● AIM:
Render the lines below as a JSON list of strings, one string per line, omitting blank lines and any pictures.

Coordinate annotation lines
::::::
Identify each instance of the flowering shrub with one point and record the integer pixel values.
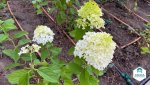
(90, 14)
(96, 48)
(33, 48)
(43, 35)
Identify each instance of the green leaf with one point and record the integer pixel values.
(13, 54)
(12, 65)
(84, 78)
(48, 74)
(23, 42)
(8, 25)
(68, 81)
(3, 38)
(72, 33)
(71, 50)
(79, 34)
(55, 51)
(145, 50)
(1, 21)
(93, 81)
(20, 34)
(15, 76)
(24, 80)
(97, 72)
(44, 54)
(74, 68)
(39, 11)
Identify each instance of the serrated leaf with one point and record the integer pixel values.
(84, 78)
(93, 81)
(71, 50)
(24, 80)
(3, 38)
(55, 51)
(13, 54)
(68, 81)
(39, 11)
(20, 34)
(145, 50)
(12, 65)
(48, 74)
(72, 33)
(44, 54)
(23, 42)
(1, 21)
(8, 25)
(15, 76)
::::::
● TASK OUTPUT:
[
  "Identify each instance of the flowering shrub with one point and record the integer pixel values.",
  "(90, 14)",
  "(96, 48)",
  "(33, 48)",
  "(43, 35)",
  "Identify each instance of the green leaf with one point and record the integer pixel values.",
  "(13, 54)",
  "(12, 65)",
  "(84, 78)",
  "(48, 74)",
  "(23, 42)",
  "(8, 25)",
  "(68, 81)",
  "(3, 38)",
  "(72, 33)",
  "(71, 50)",
  "(79, 34)",
  "(55, 51)",
  "(145, 50)",
  "(1, 21)",
  "(93, 81)",
  "(20, 34)",
  "(15, 76)",
  "(24, 80)",
  "(97, 72)",
  "(44, 54)",
  "(74, 68)",
  "(39, 11)",
  "Identify each instance of the serrated leaf with one point and record the integer pixel values.",
  "(84, 78)",
  "(93, 81)",
  "(71, 50)",
  "(24, 80)",
  "(3, 38)",
  "(55, 51)",
  "(13, 54)",
  "(68, 81)",
  "(39, 11)",
  "(20, 34)",
  "(145, 50)",
  "(12, 65)",
  "(48, 74)",
  "(72, 33)",
  "(44, 54)",
  "(23, 42)",
  "(1, 21)",
  "(8, 25)",
  "(15, 76)"
]